CONSIGNE: Écrivez la suite de l’entretien consacré au documentaire « L’Affaire Collective », en partant de sa dernière phrase.

TEXTE PRÉSENTÉ:

L’idée est venue naturellement car, après que les journalistes ont fait tomber le ministre de la Santé [Nicolae Banicioiu] et qu’on a montré le combat avec les politiciens, avec le système de santé du côté des journalistes, je me suis dit qu’il serait intéressant de suivre la même histoire d’une perspective opposée. Des rumeurs annonçaient Vlad au poste de ministre de la Santé, disaient qu’il était plutôt indépendant, qu’il pourrait apporter un changement, alors je l’ai appelé pour lui expliquer ce que je voulais faire. Une dizaine de jours après, il était d’accord pour me rencontrer. Il a fait quelque chose de courageux, il savait que c’est en étant transparent qu’il marquerait sa différence des autres et que les gens sauraient qu’il ne fait pas partie du système corrompu.
Le documentaire s’achève en citant la victoire des socio-démocrates en Roumanie. Que s’est-il passé ensuite ?
Le système de santé n’a pas changé parce que les socio-démocrates, qui sont le parti post-communiste, sont l’incarnation de la corruption et de l’incompétence. Tout a empiré. Mais lors de leur exercice de pouvoir, ces trois dernières années, les gens ont compris et il y a eu un changement au sein de la société civile. Aux dernières élections européennes, les jeunes électeurs se sont davantage mobilisés pour voter que les plus âgés, et les gens sont allés voter. Lors de la dernière élection, les sociaux-démocrates ont perdu 25 %. Ils sont sur la fin. Tout le monde a compris qu’ils sont incompétents, illettrés. [En novembre 2019, quelques semaines après cette interview, le gouvernement de la sociale-démocrate Viorica Dancila est renversé par une motion de censure. Il est remplacé par le gouvernement Orban du PNL, le Parti national libéral. Le gouvernement actuel, dirigé par Florian Citu depuis décembre 2020, est une coalition des quatre partis libéraux. Aux scrutins de ces deux dernières années, le Parti social-démocrate a obtenu des scores historiquement faibles.]
« L’Affaire Collective » va sortir en Roumanie, pensez-vous qu’il peut changer les choses ?

DONNÉES FOURNIES:
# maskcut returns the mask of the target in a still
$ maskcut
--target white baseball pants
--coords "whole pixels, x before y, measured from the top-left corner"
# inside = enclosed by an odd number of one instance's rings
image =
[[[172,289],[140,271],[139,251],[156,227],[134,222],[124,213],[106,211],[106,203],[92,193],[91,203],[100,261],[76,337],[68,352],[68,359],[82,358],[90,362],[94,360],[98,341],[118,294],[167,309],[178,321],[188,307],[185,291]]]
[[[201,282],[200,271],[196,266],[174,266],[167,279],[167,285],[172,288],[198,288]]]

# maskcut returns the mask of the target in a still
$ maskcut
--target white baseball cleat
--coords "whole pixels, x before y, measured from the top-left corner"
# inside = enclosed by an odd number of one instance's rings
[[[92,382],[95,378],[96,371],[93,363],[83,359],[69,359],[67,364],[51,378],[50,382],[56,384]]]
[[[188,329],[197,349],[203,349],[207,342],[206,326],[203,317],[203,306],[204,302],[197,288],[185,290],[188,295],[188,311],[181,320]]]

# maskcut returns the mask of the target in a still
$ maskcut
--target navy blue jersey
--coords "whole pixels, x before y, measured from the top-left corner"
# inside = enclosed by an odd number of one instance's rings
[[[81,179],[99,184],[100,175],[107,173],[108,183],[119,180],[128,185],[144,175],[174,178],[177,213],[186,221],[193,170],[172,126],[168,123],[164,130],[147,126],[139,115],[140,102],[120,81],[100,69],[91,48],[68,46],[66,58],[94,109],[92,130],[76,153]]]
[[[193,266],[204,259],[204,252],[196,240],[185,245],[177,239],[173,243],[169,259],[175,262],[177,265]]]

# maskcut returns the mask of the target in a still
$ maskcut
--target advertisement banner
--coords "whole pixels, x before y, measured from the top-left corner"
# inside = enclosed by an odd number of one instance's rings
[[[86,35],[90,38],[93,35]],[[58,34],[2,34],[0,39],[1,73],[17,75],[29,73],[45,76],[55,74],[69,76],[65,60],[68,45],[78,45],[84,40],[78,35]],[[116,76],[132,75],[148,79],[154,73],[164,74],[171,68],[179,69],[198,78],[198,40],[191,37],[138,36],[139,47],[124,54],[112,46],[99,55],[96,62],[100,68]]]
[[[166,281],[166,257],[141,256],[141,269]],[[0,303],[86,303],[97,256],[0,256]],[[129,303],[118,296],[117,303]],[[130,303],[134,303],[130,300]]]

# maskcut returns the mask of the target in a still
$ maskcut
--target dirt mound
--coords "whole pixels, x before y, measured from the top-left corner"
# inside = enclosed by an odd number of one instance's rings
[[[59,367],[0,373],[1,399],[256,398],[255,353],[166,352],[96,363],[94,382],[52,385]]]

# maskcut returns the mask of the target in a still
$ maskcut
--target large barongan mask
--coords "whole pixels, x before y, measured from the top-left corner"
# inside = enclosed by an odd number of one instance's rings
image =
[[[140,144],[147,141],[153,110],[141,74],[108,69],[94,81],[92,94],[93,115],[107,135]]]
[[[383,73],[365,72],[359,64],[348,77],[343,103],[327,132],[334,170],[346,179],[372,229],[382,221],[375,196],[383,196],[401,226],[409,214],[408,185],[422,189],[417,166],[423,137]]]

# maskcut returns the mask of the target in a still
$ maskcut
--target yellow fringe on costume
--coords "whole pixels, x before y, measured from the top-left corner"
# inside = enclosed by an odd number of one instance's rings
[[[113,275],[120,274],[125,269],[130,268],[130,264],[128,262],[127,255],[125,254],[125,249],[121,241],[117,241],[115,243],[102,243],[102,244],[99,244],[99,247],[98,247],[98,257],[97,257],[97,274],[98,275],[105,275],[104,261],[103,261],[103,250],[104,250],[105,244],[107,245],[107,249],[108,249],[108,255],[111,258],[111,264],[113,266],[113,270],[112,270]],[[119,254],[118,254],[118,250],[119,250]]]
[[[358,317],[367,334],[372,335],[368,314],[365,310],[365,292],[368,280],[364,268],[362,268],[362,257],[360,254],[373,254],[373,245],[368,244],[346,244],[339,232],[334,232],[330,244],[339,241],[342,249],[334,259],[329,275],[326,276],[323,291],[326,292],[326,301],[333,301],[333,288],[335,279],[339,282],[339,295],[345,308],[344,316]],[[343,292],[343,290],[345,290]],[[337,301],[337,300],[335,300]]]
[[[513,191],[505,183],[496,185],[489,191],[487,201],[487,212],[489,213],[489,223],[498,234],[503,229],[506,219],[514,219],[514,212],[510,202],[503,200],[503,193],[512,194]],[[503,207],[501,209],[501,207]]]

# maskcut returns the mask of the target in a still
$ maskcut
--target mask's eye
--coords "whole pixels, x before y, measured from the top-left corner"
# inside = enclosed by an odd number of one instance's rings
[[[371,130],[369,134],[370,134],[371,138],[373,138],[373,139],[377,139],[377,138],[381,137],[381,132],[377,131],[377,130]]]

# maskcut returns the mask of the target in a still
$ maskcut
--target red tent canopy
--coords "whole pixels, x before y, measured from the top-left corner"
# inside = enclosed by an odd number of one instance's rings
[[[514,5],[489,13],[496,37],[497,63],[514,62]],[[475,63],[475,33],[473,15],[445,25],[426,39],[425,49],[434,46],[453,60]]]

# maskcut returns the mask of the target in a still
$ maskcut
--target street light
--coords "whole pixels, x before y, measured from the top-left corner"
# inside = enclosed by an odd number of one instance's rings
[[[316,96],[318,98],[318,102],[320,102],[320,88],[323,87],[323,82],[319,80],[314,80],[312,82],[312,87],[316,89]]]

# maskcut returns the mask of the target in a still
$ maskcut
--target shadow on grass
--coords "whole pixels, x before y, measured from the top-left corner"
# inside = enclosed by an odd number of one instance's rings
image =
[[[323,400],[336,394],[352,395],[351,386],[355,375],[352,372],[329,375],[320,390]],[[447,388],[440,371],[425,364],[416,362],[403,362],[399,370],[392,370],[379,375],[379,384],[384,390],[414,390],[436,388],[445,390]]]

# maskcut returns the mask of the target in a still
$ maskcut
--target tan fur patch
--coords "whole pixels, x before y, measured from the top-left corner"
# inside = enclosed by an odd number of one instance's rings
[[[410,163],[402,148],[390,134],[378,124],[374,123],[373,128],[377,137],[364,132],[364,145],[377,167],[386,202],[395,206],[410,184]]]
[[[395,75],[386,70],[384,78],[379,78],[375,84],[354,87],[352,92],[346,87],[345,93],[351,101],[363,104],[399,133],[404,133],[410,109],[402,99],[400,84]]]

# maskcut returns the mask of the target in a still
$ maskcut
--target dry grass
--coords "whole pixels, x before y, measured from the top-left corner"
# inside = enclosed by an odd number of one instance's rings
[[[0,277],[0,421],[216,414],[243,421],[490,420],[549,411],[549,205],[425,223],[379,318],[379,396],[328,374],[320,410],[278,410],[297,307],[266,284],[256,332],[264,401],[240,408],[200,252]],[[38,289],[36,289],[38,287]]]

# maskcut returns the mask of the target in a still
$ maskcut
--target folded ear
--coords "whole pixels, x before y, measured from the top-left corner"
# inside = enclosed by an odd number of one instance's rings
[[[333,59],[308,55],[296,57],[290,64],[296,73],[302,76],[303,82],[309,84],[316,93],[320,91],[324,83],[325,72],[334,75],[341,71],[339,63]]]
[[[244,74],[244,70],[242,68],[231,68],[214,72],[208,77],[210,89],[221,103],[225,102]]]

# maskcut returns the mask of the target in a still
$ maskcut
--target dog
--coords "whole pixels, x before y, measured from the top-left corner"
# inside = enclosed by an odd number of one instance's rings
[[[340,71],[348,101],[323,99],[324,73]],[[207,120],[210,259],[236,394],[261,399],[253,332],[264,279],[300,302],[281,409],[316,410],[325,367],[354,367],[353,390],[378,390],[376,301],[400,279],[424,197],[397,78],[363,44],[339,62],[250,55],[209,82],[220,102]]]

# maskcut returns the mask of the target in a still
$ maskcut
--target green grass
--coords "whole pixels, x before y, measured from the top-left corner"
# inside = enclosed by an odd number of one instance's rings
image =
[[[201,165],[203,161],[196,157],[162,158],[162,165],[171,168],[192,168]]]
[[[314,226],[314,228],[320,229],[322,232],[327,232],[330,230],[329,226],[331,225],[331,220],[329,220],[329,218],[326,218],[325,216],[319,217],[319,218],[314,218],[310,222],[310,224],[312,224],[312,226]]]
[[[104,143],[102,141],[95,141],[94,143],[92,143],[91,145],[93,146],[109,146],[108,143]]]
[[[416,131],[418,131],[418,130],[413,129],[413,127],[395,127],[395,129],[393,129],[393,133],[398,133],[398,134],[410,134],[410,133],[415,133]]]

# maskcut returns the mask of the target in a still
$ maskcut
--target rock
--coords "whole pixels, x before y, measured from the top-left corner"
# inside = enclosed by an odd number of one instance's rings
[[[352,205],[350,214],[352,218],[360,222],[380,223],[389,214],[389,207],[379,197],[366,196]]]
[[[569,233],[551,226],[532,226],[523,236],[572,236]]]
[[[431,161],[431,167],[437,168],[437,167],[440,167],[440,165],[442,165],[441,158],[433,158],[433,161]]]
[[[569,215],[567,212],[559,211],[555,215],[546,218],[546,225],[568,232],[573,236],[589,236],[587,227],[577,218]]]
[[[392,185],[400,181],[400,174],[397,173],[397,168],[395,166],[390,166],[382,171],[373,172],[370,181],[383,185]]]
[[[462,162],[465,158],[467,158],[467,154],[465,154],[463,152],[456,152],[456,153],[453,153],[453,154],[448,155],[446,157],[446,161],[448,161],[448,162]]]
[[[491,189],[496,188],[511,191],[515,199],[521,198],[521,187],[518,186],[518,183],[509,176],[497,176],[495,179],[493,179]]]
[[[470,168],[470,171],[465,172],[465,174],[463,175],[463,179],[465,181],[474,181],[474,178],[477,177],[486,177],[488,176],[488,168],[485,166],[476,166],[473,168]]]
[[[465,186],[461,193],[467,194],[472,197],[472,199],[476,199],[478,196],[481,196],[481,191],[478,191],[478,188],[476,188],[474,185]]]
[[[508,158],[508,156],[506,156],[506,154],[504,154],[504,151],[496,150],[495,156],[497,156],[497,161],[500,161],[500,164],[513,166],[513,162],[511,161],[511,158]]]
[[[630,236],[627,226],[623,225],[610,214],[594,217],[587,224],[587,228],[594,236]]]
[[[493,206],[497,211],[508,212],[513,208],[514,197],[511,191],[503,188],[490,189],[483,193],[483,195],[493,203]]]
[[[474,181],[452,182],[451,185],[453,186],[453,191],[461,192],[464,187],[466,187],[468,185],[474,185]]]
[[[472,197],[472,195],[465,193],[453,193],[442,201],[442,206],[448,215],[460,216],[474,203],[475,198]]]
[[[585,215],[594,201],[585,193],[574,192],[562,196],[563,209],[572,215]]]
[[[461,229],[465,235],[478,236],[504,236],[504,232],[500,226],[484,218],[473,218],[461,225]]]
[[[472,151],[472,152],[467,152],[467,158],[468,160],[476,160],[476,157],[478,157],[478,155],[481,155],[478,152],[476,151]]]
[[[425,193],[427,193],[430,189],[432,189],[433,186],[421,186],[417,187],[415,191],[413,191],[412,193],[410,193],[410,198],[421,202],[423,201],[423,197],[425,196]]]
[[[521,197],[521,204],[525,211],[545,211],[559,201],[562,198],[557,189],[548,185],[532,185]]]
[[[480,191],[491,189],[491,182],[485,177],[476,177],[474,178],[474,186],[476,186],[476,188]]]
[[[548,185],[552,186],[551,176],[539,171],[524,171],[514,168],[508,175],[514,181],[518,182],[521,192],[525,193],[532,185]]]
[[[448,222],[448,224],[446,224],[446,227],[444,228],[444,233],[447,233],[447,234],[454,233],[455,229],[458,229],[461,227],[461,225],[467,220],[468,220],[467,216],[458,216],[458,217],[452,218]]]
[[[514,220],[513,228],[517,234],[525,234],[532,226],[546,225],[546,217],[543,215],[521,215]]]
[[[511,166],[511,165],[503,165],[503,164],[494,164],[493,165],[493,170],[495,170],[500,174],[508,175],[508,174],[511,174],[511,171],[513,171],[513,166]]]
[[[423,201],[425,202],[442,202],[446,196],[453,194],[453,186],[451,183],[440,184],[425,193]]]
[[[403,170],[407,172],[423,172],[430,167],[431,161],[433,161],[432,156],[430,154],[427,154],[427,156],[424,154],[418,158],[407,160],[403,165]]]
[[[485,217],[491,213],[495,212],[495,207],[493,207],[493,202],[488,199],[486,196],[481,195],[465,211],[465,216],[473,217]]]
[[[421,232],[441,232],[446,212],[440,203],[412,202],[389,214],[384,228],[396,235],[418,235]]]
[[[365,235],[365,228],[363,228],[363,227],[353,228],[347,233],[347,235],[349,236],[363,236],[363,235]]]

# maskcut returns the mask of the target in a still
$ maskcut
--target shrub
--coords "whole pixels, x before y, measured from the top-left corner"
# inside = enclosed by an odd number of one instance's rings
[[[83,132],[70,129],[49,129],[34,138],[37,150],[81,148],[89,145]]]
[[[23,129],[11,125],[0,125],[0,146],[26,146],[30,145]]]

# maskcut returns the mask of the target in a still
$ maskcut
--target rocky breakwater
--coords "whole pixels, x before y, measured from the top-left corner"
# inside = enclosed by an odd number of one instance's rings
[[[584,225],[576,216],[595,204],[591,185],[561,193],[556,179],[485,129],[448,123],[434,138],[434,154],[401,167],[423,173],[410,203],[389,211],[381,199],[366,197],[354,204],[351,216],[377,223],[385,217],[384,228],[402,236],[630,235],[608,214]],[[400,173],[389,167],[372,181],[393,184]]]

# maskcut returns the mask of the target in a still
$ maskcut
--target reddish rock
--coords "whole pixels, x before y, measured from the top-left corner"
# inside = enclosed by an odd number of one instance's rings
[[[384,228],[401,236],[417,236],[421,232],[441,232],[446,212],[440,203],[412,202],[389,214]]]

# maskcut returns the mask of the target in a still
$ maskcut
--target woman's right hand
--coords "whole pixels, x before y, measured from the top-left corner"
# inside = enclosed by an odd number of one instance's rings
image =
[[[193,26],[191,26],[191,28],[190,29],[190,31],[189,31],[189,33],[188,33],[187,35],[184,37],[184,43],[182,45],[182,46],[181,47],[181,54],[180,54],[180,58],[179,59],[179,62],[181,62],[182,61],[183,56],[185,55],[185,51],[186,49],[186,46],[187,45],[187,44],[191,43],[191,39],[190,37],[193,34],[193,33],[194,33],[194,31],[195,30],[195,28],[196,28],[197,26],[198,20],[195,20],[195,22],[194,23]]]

RÉPONSE CI-DESSOUS:
Je ne sais pas si un film peut changer la société mais j’attends des gens qu’ils comprennent comment les choses marchent. J’espère que les spectateurs comprendront qu’il faut participer à la vie de la société, qu’il faut voter. Si on accepte la corruption ou qu’on détourne le regard… C’est un peu comme partout en ce moment, on a peur que les populistes arrivent au pouvoir et on comprend qu’on ne peut pas s’attendre à ce que les choses s’améliorent si on ne participe pas à al société dans laquelle nous vivions. [Le film est sorti en 2020 en Roumanie où il a suscité « l’émotion et la controverse », comme l’explique Courrier international et reste aujourd’hui « au cœur de débats acharnés ».]
Avant d’être présenté à La Roche-sur-Yon, votre film a été sélectionné à ceux de Venise et Toronto. L’accueil est-il différent d’un pays à l’autre ?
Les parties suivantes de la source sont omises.